## WORK REQUIRED
Make an exact copy of all the records.

## DATA ENTRIES
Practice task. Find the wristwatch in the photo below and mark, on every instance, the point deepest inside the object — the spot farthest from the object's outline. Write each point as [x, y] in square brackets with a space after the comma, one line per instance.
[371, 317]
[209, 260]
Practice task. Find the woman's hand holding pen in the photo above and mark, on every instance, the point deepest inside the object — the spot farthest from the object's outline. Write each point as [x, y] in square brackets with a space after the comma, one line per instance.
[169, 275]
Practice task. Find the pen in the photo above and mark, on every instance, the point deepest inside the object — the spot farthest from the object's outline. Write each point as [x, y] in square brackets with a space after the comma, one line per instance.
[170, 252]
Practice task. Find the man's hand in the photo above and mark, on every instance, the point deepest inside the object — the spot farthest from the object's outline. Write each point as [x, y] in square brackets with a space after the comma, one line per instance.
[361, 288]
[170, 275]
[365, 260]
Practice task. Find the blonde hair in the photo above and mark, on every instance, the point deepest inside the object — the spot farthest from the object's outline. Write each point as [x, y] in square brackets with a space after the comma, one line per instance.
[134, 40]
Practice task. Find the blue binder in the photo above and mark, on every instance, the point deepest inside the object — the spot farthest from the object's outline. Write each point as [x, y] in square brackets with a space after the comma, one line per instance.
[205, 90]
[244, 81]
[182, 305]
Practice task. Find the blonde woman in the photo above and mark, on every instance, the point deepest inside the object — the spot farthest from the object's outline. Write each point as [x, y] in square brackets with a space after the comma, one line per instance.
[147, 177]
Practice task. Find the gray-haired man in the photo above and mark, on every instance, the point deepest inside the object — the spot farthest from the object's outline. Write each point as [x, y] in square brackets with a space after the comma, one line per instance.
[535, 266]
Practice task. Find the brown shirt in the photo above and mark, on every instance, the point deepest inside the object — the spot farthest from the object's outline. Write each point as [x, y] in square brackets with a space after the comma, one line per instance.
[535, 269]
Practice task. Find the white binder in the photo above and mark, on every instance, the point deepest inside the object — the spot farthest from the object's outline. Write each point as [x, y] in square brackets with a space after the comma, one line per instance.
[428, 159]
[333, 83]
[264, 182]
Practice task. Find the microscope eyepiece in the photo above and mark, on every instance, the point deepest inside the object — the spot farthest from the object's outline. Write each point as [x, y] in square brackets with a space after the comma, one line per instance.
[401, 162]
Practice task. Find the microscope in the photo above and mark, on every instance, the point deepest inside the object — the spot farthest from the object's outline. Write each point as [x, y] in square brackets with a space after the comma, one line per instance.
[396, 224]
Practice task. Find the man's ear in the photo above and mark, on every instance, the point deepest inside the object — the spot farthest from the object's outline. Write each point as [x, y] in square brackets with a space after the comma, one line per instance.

## OUTPUT OF THE EXERCISE
Practice task. Find the wristwatch in the photo below and mark, on every instance, the point deepest inside the object — the spot farthest from the object's outline. Write each point as [x, y] in square brackets with a space after the comma, one line per instance.
[371, 317]
[209, 260]
Practice task. Find the woman's hand holding pen in the photo above and mark, on every instance, the point deepest inside the object — the spot farthest from the object's outline. Write each point as [x, y] in square brackets with a space after the comma, one line per instance.
[169, 275]
Practice task. Find the pen in the photo above and mark, on every instance, the point deepest inside the object — the spot farthest from the object's outline. Write each point as [x, y] in square brackets with a space after the comma, one line per instance.
[170, 252]
Practice task. Find the man's hand in the photo above and mark, on every instance, the point deepest inside the object — the spot farthest from the object's outline. Write each point as [x, y] in square brackets with a space after the comma, one line per instance.
[361, 288]
[170, 275]
[365, 260]
Practice task. Find the blonde hair in the photo above and mark, on every instance, the point deepest inside the object — the spot farthest from the object's outline. Write each point as [x, y] in square brackets with a space after the comma, one line per instance.
[134, 40]
Practice task. Find the blue binder in the photo above and mark, on every instance, the point deepest inside the object — the spot farthest from the object's outline. Write each point as [x, y] in square brackets with a space after the comma, one line per instance.
[205, 90]
[244, 81]
[182, 305]
Practice task. Find the blonde woman in the photo above and mark, on every instance, the point deepest inside the object — the spot farthest from the object's outline. Write each point as [x, y] in square brackets with a space after the comma, one line per instance.
[147, 177]
Practice task. Find the gray-haired man in the photo above and mark, on every instance, the point deepest inside the object — the spot farthest from the object's outline. Write each point as [x, y] in square brackets with a space after the comma, one line per instance.
[535, 266]
Practice task. Find the brown shirt in the photo above and mark, on every instance, the point deepest inside the object — the spot farthest from the object's outline. Write each point as [x, y] in square brackets with a space after the comma, one line per instance.
[535, 269]
Practice task. Find the white binder in the photo above and mark, on every instance, the point deepest inside the object — the spot farthest from the object's outline. Write each point as [x, y] in square brackets with a space after the comma, one line per instance.
[428, 159]
[333, 83]
[264, 182]
Practice task. Find the microscope eyepiece in the photo above and mark, on every instance, the point deepest inside the object — the spot farthest from the object's outline. Write each point as [x, y] in square brackets with a space after the comma, one line per instance.
[401, 162]
Practice task. Find the microscope in the photo above and mark, on every instance, the point deepest inside the object — the spot farthest from the object's outline. Write each point as [x, y] in square brackets with a space after the comma, one line per instance.
[396, 224]
Practice task. Find the man's ear in the photo above and mark, on every instance, the point deepest inside the object — the spot farthest from the object's outline. Write each point as [x, y] in square brackets with a space after the comma, one line per instance.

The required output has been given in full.